* **Что сделать**: Дословно перепишите из текста о реалистах всё начиная со слов «О подобных творческих» и вплоть до слов «игре своего воображения.».

* **Текст упражнения**:
>>>

Несомненно, что и Бальзак и Додэ являются прежде всего людьми точных и широких восприятий, творцами, для которых главным источником творчества служит наблюдение, подробное ознакомление, часто документированное, как мы уже указывали. Но то, что этого источника недостаточно для искусства высокого стиля, для синтеза опыта, расширения опыта посредством мысли, понимают лучше всего как раз реалисты, одарённые представлением о скрытой цельности вещей. «Ясновидение» Бальзака, его теория о «втором зрении», с помощью которого Луи Ламбер, герой одноимённого романа, воспринимает природу («une esp?ce de seconde vue par laquelle il embrassait la nature»). Это не только признание непосредственного чутья, но и урок, почерпнутый из исследований Кювье, смелых реконструкций естественника, который на основе нескольких костей вымершего животного восстанавливал весь его скелет и его форму. «Отгадать истину» («deviner le vrai») — этот призыв часто встречается в «Человеческой комедии» Бальзака, и в этом заключено различие в существе между гением и талантом у писателя, философа или учёного [689].

О подобных творческих открытиях говорят и другие талантливые реалисты, например Йордан Йовков. Он излагает историю создания рассказа «По проводам», сообщая, как прочитал в хронике одной газеты о белой ласточке; народ верил, что больной, увидевший её, тут же выздоравливает, и многие больные Казанлышского края отправились искать чудную птичку. Прочитав это, Йовков предался игре своего воображения.

«Это сообщение, — рассказывает автор, — произвело на меня сильное впечатление и запало мне в душу. Я сказал себе: из этого может получиться хороший рассказ. Пока шёл по улице, я невольно перенесся в наш край. Увидел шоссе на Добрич, Каралесский родник, даль полей и какую-то старую телегу с захудалой лошадью и нищим крестьянином позади, как не раз видел это в действительности… Связал это видение с мотивом о белой ласточке. Подумал про себя: в такой телеге лежит больной, отправившийся на поиски белой ласточки. Чтобы положение было более трагическим, я решил, что это должна быть девушка, заболевшая какой-то странной болезнью. Тогда в моё сознание вторгся и другой образ, ранее занимавший меня: девушка после жатвы заснула, а змея легла ей на грудь. Так и был построен рассказ»[690].

<<<

* **Показанные данные**:
>>>

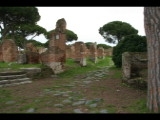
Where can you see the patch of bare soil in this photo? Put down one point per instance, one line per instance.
(116, 96)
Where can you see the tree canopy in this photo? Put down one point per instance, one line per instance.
(20, 22)
(114, 31)
(12, 18)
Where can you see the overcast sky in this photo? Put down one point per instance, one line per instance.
(85, 21)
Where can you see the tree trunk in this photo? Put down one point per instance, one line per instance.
(152, 30)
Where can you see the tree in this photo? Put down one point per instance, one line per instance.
(152, 30)
(71, 36)
(12, 18)
(114, 31)
(130, 43)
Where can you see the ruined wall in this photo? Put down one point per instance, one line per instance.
(78, 47)
(100, 52)
(93, 52)
(1, 55)
(32, 54)
(55, 56)
(108, 52)
(9, 51)
(134, 65)
(70, 51)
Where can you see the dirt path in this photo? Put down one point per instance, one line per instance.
(94, 92)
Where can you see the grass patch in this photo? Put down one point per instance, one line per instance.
(139, 106)
(16, 66)
(72, 68)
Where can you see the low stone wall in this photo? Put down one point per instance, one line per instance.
(31, 71)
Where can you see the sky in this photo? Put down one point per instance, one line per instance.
(86, 21)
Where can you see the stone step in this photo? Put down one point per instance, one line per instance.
(14, 80)
(12, 76)
(14, 84)
(11, 73)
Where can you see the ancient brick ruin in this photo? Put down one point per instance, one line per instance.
(93, 52)
(100, 52)
(134, 66)
(32, 54)
(108, 52)
(9, 51)
(55, 56)
(70, 51)
(1, 55)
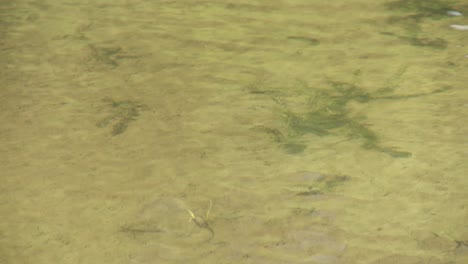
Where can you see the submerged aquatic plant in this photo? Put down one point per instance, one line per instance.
(328, 114)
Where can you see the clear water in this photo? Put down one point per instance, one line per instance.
(233, 132)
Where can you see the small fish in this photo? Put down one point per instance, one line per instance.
(459, 27)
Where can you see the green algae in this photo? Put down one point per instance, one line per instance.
(328, 114)
(409, 14)
(121, 114)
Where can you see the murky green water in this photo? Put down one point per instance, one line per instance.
(233, 132)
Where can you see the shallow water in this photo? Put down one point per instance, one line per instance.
(320, 132)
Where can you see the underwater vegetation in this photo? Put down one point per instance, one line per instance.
(121, 114)
(322, 185)
(409, 14)
(328, 114)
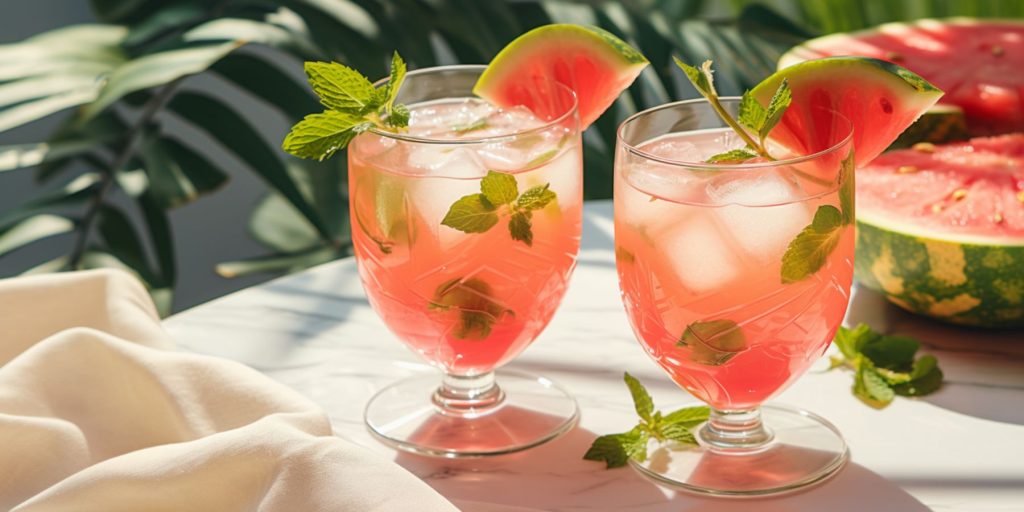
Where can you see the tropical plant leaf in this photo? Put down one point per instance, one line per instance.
(33, 228)
(228, 128)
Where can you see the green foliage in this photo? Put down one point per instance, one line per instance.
(126, 72)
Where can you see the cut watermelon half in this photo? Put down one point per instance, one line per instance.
(978, 62)
(941, 229)
(596, 65)
(880, 98)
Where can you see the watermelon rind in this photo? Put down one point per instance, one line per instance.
(960, 280)
(616, 62)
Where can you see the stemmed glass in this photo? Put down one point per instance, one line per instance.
(466, 229)
(720, 297)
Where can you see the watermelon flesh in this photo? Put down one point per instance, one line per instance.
(591, 61)
(978, 64)
(880, 99)
(971, 192)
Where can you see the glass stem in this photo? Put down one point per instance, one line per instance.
(468, 395)
(734, 430)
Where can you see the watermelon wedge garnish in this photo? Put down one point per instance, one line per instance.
(880, 98)
(978, 62)
(596, 65)
(941, 229)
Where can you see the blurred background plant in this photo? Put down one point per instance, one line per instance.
(145, 137)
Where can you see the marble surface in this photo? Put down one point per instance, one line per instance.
(958, 450)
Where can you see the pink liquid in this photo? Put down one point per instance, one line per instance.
(692, 251)
(465, 302)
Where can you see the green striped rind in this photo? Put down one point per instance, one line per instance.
(942, 123)
(961, 283)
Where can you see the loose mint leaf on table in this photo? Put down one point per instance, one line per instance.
(500, 197)
(885, 367)
(616, 450)
(536, 198)
(354, 105)
(809, 251)
(731, 156)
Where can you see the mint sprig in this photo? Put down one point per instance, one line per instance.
(500, 197)
(753, 116)
(616, 450)
(354, 105)
(884, 366)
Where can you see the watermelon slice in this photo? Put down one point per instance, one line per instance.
(979, 64)
(941, 229)
(591, 61)
(881, 99)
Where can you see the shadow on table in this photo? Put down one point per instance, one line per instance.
(554, 476)
(984, 369)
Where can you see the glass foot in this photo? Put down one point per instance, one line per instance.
(804, 450)
(532, 410)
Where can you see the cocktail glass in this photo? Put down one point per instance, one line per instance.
(468, 298)
(699, 252)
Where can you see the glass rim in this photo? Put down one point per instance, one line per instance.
(704, 166)
(571, 111)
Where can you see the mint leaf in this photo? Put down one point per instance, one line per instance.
(616, 450)
(641, 398)
(537, 198)
(500, 188)
(398, 118)
(521, 228)
(701, 79)
(851, 341)
(342, 88)
(893, 352)
(479, 124)
(471, 214)
(776, 108)
(752, 113)
(714, 342)
(870, 387)
(734, 156)
(397, 77)
(884, 366)
(472, 299)
(809, 251)
(318, 135)
(847, 184)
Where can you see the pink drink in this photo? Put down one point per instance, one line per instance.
(467, 302)
(697, 251)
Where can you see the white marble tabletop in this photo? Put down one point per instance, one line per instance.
(958, 450)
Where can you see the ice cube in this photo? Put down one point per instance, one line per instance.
(700, 254)
(763, 213)
(449, 161)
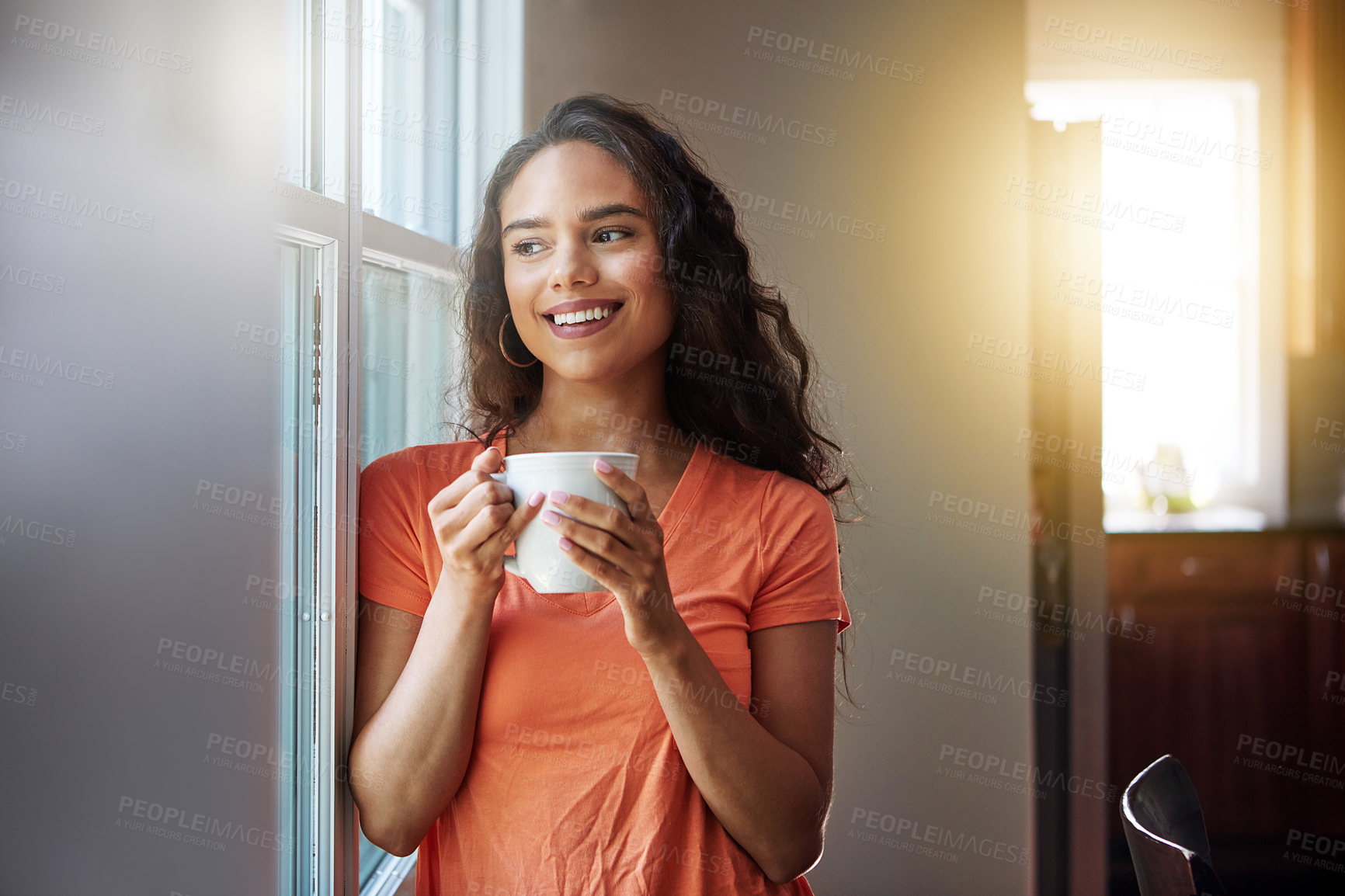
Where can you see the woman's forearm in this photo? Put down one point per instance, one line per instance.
(767, 797)
(412, 755)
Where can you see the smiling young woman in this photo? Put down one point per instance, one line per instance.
(672, 734)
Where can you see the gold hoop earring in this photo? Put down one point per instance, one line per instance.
(502, 346)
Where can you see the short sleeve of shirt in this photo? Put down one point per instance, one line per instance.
(391, 569)
(801, 563)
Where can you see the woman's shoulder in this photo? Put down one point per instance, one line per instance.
(420, 463)
(773, 491)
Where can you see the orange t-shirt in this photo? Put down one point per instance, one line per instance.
(576, 785)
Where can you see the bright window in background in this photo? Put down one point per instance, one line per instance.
(409, 356)
(441, 97)
(1181, 308)
(397, 110)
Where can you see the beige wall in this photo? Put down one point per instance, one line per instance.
(927, 159)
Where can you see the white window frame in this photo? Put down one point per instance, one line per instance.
(325, 213)
(1260, 321)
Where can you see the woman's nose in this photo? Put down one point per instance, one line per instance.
(573, 266)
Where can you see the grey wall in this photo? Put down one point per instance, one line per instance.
(121, 393)
(926, 156)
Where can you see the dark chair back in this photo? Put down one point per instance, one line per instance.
(1166, 833)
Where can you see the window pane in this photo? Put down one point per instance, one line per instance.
(408, 356)
(409, 116)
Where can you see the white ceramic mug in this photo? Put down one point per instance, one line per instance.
(538, 556)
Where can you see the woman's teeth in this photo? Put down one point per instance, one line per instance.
(580, 317)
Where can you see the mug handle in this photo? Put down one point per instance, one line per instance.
(510, 561)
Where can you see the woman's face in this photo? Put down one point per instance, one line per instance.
(579, 237)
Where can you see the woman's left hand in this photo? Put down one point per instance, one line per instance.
(626, 554)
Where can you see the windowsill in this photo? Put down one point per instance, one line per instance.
(1207, 519)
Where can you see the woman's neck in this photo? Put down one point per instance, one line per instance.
(627, 415)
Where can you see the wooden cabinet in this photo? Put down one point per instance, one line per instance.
(1238, 684)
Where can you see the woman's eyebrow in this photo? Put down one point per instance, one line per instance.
(595, 213)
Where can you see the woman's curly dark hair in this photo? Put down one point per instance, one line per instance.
(721, 310)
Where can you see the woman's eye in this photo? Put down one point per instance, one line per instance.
(611, 234)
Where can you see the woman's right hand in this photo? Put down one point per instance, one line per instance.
(475, 521)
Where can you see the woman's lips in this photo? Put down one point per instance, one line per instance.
(580, 330)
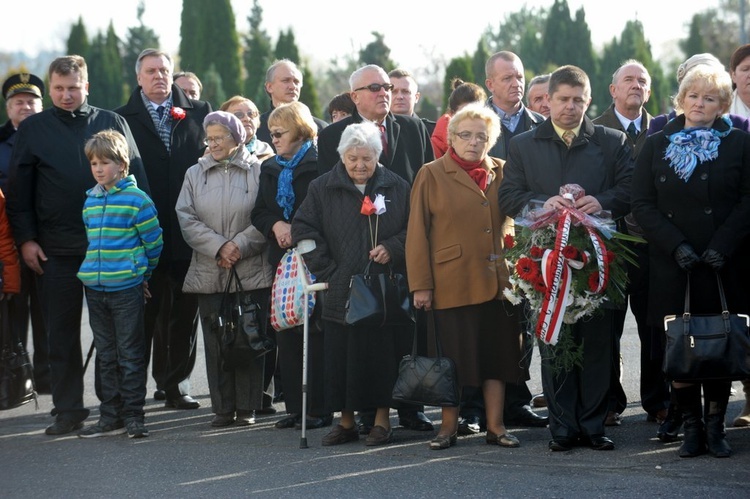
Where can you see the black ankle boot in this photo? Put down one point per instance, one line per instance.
(715, 412)
(694, 439)
(670, 428)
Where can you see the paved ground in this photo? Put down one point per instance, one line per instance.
(184, 457)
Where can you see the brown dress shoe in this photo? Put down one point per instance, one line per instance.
(504, 440)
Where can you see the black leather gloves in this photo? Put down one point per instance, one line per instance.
(714, 259)
(685, 256)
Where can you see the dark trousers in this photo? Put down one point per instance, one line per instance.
(171, 322)
(239, 389)
(577, 399)
(116, 320)
(62, 304)
(22, 306)
(654, 387)
(618, 401)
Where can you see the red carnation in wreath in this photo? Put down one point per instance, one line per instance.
(570, 252)
(610, 256)
(177, 113)
(527, 269)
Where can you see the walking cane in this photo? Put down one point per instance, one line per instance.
(88, 357)
(306, 246)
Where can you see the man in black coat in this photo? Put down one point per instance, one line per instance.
(23, 94)
(569, 149)
(630, 90)
(283, 85)
(168, 128)
(406, 95)
(49, 176)
(406, 147)
(506, 82)
(407, 144)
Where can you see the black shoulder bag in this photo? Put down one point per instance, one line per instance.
(707, 347)
(378, 300)
(427, 380)
(243, 338)
(16, 372)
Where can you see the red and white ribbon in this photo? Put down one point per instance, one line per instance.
(557, 276)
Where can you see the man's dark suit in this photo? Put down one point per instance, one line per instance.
(409, 145)
(170, 315)
(654, 388)
(599, 161)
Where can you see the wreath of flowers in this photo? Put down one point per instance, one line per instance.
(566, 264)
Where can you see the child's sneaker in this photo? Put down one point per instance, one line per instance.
(136, 429)
(103, 430)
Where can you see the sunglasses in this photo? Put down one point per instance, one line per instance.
(375, 87)
(249, 114)
(278, 135)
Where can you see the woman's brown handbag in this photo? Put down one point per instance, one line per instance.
(428, 381)
(707, 347)
(378, 300)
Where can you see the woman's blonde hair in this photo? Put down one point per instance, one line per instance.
(295, 117)
(707, 78)
(476, 111)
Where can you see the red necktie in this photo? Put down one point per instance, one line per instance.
(383, 139)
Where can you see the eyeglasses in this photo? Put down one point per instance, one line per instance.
(375, 87)
(216, 140)
(467, 136)
(249, 114)
(278, 135)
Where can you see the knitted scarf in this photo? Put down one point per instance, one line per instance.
(473, 168)
(694, 145)
(250, 146)
(284, 191)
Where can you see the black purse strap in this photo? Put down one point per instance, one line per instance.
(722, 298)
(9, 339)
(226, 306)
(431, 318)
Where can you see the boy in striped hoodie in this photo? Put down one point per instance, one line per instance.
(124, 247)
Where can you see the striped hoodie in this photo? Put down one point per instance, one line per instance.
(124, 237)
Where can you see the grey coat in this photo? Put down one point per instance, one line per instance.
(213, 208)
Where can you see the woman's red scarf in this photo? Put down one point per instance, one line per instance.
(473, 168)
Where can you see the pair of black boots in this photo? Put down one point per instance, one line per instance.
(703, 423)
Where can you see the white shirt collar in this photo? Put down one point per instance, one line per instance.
(625, 122)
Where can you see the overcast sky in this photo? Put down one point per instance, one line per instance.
(416, 31)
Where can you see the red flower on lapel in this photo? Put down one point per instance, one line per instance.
(177, 113)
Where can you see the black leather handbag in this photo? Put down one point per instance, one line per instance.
(378, 300)
(430, 381)
(243, 337)
(16, 372)
(707, 347)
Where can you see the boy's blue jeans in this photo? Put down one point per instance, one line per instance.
(116, 320)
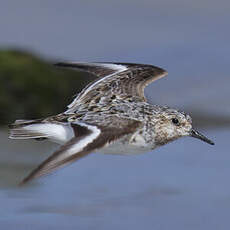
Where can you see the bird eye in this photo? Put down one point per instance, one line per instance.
(175, 121)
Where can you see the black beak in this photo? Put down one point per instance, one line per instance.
(196, 134)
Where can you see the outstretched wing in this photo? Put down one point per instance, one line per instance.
(123, 79)
(87, 139)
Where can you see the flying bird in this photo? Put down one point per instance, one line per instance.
(110, 115)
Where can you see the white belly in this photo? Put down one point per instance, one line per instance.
(134, 144)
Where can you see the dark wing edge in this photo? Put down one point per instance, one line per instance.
(95, 68)
(91, 138)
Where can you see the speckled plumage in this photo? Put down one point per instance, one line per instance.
(110, 115)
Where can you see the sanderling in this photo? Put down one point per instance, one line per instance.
(109, 115)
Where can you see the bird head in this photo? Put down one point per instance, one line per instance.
(171, 124)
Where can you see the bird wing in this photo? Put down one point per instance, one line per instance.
(123, 79)
(87, 138)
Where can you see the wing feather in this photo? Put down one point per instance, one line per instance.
(88, 138)
(115, 78)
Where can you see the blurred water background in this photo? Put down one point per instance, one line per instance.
(183, 185)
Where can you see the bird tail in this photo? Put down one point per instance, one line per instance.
(27, 129)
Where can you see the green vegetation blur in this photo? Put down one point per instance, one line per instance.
(31, 88)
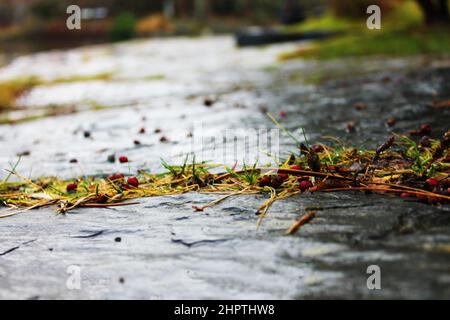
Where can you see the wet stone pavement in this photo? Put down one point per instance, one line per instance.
(161, 249)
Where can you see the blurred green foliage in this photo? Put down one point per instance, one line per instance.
(402, 33)
(123, 27)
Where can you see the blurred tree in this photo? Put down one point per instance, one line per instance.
(435, 11)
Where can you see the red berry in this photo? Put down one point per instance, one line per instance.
(391, 122)
(317, 148)
(422, 198)
(264, 181)
(116, 176)
(123, 159)
(71, 187)
(133, 181)
(425, 129)
(305, 184)
(404, 195)
(432, 182)
(283, 176)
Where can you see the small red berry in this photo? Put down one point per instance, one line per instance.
(305, 184)
(317, 148)
(116, 176)
(391, 122)
(283, 176)
(133, 181)
(264, 181)
(422, 198)
(71, 187)
(432, 182)
(425, 129)
(123, 159)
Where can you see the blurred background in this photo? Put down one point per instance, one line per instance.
(29, 25)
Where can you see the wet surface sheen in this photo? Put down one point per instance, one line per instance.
(167, 251)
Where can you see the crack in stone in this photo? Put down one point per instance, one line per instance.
(17, 247)
(197, 243)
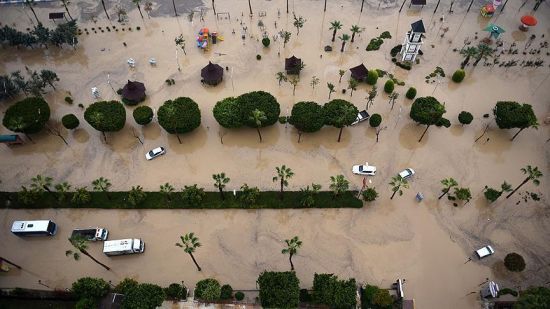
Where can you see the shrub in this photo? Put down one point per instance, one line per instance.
(389, 86)
(70, 121)
(514, 262)
(458, 76)
(465, 117)
(239, 296)
(375, 120)
(143, 115)
(227, 290)
(372, 77)
(175, 291)
(208, 289)
(411, 93)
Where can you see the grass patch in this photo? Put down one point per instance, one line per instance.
(211, 200)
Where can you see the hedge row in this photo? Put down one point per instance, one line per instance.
(211, 200)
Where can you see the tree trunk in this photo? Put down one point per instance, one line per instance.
(524, 182)
(91, 257)
(517, 134)
(421, 137)
(194, 261)
(105, 9)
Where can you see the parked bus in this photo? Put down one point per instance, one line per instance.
(34, 228)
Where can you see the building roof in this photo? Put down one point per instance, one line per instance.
(418, 26)
(359, 72)
(133, 91)
(212, 73)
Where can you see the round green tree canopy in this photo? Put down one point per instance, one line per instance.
(307, 116)
(227, 113)
(106, 116)
(181, 115)
(262, 101)
(27, 116)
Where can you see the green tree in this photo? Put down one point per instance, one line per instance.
(220, 180)
(339, 114)
(338, 185)
(189, 243)
(106, 116)
(533, 174)
(427, 111)
(509, 115)
(354, 30)
(136, 195)
(344, 38)
(307, 117)
(447, 183)
(81, 244)
(179, 116)
(397, 183)
(292, 246)
(335, 26)
(283, 175)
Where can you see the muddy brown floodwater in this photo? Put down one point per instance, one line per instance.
(427, 243)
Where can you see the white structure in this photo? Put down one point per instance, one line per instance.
(413, 41)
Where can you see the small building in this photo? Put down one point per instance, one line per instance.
(293, 65)
(413, 41)
(133, 92)
(212, 74)
(359, 72)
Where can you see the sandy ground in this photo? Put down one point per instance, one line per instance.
(427, 243)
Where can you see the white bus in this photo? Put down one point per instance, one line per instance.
(34, 228)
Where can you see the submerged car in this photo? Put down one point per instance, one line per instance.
(159, 151)
(366, 169)
(407, 173)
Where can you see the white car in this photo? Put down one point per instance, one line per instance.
(407, 173)
(159, 151)
(365, 170)
(484, 252)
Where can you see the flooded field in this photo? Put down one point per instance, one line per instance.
(427, 243)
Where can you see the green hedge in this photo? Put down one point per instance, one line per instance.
(212, 200)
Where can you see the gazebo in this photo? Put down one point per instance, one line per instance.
(293, 65)
(359, 72)
(133, 92)
(212, 74)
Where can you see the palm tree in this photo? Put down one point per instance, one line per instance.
(283, 175)
(467, 53)
(102, 185)
(532, 173)
(81, 244)
(258, 117)
(139, 7)
(65, 3)
(41, 183)
(354, 29)
(352, 85)
(398, 182)
(330, 89)
(281, 77)
(338, 185)
(344, 37)
(30, 4)
(335, 26)
(167, 190)
(447, 183)
(189, 242)
(292, 246)
(220, 182)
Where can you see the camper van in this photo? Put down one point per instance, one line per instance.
(123, 246)
(34, 228)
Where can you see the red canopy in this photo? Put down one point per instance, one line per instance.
(529, 20)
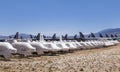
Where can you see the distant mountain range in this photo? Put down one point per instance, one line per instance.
(103, 32)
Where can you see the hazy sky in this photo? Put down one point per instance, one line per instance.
(58, 16)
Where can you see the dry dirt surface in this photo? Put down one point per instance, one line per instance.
(95, 60)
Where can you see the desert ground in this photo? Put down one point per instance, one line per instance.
(95, 60)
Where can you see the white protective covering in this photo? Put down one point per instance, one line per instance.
(6, 49)
(62, 46)
(24, 48)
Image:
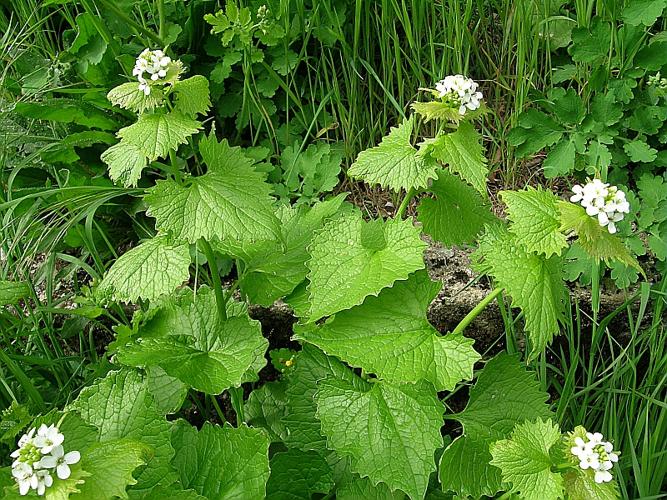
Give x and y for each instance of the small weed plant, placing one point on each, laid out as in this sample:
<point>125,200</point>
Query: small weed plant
<point>358,411</point>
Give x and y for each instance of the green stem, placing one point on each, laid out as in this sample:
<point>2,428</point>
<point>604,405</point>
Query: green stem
<point>402,208</point>
<point>131,22</point>
<point>476,310</point>
<point>215,276</point>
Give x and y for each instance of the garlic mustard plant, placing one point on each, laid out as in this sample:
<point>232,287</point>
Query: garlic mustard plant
<point>40,453</point>
<point>603,201</point>
<point>460,91</point>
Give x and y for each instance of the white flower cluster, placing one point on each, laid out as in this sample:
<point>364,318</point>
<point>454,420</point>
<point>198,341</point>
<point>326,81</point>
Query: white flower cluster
<point>461,91</point>
<point>600,199</point>
<point>595,454</point>
<point>38,456</point>
<point>153,62</point>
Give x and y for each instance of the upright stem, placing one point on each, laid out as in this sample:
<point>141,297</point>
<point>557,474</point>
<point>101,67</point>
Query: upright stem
<point>476,310</point>
<point>402,208</point>
<point>215,276</point>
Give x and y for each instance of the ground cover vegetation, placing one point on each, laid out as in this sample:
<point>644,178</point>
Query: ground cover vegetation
<point>176,171</point>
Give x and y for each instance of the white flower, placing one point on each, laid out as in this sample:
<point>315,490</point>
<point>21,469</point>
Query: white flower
<point>61,461</point>
<point>461,91</point>
<point>603,201</point>
<point>48,437</point>
<point>603,476</point>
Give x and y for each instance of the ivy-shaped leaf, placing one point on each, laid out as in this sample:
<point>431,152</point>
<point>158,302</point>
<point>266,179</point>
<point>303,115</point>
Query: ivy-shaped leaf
<point>343,271</point>
<point>153,268</point>
<point>533,281</point>
<point>395,163</point>
<point>390,336</point>
<point>593,238</point>
<point>389,432</point>
<point>222,462</point>
<point>535,220</point>
<point>525,463</point>
<point>504,395</point>
<point>121,406</point>
<point>192,96</point>
<point>462,152</point>
<point>158,133</point>
<point>231,201</point>
<point>456,213</point>
<point>190,342</point>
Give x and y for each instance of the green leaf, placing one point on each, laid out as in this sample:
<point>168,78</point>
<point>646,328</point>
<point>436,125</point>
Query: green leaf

<<<

* **Ответ к заданию**:
О подобных творческих открытиях говорят и другие талантливые реалисты, например Йордан Йовков. Он излагает историю создания рассказа «По проводам», сообщая, как прочитал в хронике одной газеты о белой ласточке; народ верил, что больной, увидевший её, тут же выздоравливает, и многие больные Казанлышского края отправились искать чудную птичку. Прочитав это, Йовков предался игре своего воображения.